### Directions for this task
Please give the data again in full, exactly as it reads.

### Data listing
***
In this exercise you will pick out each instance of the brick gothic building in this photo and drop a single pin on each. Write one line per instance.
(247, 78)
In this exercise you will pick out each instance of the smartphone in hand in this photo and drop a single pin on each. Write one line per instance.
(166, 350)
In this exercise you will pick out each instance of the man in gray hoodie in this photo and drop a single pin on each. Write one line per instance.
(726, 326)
***
### Solution to the exercise
In this exercise you will pick out each instance of the brick gothic building in this photo and drop a single pin on each. Write one line per instance.
(247, 78)
In this exercise you will pick out each instance of the smartphone in hand in this photo and drop a single pin on each. Write one line per instance.
(166, 350)
In this exercise you will pick out each instance of the man in gray hoodie in this photo and drop a single pin on each. Write one line per instance.
(726, 326)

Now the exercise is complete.